Goal: Render the stretch of the data from the line containing "of the lattice" through the final line as a Markdown table with the columns Row and Line, numbering each line in order and omitting blank lines.
>> Begin
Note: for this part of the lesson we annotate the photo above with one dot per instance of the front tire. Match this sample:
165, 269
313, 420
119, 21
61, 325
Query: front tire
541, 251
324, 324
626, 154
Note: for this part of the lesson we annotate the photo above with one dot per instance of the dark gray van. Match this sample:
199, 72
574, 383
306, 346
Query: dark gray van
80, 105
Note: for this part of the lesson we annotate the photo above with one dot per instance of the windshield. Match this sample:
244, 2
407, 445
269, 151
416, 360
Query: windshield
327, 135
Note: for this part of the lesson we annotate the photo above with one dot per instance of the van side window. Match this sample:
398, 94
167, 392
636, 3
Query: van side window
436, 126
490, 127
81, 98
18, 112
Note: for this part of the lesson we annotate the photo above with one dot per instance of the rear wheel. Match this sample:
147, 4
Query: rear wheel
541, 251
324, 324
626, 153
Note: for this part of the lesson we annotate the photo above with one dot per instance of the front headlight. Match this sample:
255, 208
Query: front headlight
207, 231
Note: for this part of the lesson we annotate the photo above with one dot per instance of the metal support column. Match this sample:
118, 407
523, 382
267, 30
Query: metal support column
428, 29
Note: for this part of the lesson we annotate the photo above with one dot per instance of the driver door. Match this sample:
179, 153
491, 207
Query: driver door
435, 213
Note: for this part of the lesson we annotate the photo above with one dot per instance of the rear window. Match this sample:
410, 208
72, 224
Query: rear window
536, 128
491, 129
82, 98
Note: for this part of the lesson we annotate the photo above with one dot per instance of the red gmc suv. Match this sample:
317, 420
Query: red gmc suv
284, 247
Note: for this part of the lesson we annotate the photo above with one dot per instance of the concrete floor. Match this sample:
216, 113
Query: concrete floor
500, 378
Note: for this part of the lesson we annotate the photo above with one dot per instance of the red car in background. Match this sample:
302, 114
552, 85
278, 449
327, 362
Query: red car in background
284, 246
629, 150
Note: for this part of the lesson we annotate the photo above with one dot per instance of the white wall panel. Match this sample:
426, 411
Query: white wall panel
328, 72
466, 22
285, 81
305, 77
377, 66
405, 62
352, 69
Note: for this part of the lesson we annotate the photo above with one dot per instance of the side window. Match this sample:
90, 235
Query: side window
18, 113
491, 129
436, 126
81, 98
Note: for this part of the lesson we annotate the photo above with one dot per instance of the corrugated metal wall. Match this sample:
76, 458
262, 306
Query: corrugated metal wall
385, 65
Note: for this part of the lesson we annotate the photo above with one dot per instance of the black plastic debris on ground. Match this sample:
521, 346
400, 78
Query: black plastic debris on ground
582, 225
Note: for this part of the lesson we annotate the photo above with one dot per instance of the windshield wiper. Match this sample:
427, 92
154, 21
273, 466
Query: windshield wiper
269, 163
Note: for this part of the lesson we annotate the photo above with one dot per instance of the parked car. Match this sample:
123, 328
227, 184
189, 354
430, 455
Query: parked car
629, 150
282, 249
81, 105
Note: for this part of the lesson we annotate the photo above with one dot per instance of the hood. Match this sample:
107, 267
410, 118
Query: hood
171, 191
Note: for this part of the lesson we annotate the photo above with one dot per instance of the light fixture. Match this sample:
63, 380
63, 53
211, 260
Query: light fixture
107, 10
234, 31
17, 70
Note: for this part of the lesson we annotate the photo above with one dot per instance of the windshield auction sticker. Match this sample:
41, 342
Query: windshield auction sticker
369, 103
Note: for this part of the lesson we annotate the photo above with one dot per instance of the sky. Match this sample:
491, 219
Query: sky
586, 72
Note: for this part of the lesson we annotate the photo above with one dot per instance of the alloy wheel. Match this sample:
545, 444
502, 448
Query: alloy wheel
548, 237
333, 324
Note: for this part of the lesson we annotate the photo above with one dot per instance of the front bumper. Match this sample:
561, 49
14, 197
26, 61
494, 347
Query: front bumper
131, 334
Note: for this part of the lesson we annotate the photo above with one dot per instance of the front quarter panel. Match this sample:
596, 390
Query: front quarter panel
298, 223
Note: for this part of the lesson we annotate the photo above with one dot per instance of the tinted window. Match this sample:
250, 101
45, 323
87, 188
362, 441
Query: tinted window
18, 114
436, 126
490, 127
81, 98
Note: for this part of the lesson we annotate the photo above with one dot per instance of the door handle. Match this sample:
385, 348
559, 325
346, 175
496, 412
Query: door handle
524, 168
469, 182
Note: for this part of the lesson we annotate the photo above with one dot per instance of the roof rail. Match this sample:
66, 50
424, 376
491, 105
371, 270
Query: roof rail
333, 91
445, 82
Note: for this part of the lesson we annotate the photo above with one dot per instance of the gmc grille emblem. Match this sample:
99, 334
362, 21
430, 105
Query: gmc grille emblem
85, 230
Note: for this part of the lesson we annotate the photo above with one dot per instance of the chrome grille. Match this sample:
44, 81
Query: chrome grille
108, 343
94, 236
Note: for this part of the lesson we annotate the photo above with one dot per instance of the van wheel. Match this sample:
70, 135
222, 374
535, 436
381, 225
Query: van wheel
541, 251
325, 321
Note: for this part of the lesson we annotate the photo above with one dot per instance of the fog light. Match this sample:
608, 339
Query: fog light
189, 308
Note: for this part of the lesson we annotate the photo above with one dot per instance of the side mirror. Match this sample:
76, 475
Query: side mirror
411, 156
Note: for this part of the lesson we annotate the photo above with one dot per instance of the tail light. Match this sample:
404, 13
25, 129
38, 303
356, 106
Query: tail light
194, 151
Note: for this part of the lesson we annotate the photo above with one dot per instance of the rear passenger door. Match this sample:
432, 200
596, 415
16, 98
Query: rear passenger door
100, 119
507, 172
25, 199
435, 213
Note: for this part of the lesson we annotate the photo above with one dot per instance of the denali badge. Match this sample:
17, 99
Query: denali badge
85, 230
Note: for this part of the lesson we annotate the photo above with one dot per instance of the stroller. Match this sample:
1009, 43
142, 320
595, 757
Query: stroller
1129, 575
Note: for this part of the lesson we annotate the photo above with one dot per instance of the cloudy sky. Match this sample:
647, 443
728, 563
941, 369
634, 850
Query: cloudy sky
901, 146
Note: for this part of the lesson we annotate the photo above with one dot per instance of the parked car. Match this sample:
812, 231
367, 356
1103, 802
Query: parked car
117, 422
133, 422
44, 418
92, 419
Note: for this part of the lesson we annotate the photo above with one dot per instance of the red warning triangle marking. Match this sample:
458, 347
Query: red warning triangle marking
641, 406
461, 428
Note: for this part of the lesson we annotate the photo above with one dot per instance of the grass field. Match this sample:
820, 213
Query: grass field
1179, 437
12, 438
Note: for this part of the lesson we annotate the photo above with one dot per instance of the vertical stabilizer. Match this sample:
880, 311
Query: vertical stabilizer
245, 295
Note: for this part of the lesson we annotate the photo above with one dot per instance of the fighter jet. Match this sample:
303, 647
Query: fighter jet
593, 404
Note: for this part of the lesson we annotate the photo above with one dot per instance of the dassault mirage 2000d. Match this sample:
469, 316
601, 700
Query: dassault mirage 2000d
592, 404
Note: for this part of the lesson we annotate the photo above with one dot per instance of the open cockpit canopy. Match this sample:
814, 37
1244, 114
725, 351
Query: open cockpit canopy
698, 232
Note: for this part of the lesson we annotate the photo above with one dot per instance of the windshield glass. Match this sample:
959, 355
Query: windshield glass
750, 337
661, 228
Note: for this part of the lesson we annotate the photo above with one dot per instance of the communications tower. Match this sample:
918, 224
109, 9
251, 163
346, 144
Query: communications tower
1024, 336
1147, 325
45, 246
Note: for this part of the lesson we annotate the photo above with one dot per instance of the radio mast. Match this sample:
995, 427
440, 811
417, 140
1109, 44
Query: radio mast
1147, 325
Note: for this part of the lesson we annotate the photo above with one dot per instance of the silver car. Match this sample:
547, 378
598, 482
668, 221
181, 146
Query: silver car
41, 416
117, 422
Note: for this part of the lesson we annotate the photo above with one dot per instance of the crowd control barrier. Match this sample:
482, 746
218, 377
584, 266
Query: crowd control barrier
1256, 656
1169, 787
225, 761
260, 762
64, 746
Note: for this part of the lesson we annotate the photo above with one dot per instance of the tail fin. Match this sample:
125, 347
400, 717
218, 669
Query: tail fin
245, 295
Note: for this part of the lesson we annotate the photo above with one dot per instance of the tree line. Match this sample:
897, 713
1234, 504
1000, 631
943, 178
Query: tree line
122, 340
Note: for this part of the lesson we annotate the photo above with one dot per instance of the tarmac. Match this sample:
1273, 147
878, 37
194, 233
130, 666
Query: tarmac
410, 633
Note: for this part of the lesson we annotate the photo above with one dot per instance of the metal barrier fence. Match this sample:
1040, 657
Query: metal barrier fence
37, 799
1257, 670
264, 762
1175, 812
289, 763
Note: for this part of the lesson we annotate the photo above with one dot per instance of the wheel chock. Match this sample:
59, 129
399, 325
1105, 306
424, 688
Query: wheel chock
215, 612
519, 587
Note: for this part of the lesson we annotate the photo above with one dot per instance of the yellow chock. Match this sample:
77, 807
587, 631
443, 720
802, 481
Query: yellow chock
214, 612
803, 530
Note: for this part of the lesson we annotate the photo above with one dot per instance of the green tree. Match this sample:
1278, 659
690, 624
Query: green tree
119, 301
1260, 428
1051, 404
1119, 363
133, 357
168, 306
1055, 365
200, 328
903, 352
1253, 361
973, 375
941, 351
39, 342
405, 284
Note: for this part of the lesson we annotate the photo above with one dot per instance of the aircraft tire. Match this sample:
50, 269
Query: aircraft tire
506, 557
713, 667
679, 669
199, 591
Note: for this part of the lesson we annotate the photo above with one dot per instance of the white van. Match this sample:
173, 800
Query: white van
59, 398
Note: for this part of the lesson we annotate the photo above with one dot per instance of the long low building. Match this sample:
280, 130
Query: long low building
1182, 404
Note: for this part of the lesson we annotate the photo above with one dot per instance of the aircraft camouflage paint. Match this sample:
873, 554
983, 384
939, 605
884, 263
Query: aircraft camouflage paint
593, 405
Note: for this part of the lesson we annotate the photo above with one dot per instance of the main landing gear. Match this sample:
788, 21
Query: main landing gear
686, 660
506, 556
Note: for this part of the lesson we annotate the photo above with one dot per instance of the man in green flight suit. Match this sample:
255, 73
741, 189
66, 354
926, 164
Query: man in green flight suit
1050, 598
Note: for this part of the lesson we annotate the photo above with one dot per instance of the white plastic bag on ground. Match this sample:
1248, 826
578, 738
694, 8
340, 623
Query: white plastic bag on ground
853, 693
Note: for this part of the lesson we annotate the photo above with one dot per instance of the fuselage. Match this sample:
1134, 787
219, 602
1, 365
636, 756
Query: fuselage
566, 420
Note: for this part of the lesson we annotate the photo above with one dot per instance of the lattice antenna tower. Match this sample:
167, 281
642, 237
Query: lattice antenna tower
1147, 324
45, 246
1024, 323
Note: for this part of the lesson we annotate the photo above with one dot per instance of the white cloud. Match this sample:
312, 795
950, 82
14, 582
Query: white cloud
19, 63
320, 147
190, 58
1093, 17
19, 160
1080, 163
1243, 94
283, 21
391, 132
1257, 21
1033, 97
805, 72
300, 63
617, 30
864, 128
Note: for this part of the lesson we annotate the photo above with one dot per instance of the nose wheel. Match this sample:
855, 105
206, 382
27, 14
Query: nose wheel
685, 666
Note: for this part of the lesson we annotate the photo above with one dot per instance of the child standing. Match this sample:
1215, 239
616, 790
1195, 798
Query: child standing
>> End
The answer:
| Row | Line |
|---|---|
| 1 | Note: for this part of the lesson we annotate the photo above with one dot per instance of the lattice antenna tower. Match this sample: |
| 2 | 167, 281 |
| 3 | 642, 237 |
| 4 | Query: lattice antenna tower |
| 5 | 1147, 324 |
| 6 | 45, 246 |
| 7 | 1024, 323 |
| 8 | Note: for this part of the lesson we annotate the photo above with one dot per instance of the white cloud. Match this sample: |
| 9 | 312, 795 |
| 10 | 950, 82 |
| 11 | 14, 582 |
| 12 | Query: white cloud |
| 13 | 19, 63 |
| 14 | 320, 147 |
| 15 | 190, 58 |
| 16 | 1093, 17 |
| 17 | 19, 160 |
| 18 | 1080, 163 |
| 19 | 1243, 94 |
| 20 | 283, 21 |
| 21 | 391, 132 |
| 22 | 1257, 21 |
| 23 | 1033, 97 |
| 24 | 805, 72 |
| 25 | 300, 63 |
| 26 | 617, 30 |
| 27 | 864, 128 |
| 28 | Note: for this part of the lesson we annotate the photo above with one dot per instance of the nose wheel. Match this sample: |
| 29 | 855, 105 |
| 30 | 206, 382 |
| 31 | 27, 14 |
| 32 | Query: nose wheel |
| 33 | 685, 666 |
| 34 | Note: for this part of the lesson we annotate the photo above with one dot per instance of the child standing. Match this sample: |
| 35 | 1215, 239 |
| 36 | 616, 790 |
| 37 | 1195, 798 |
| 38 | Query: child standing |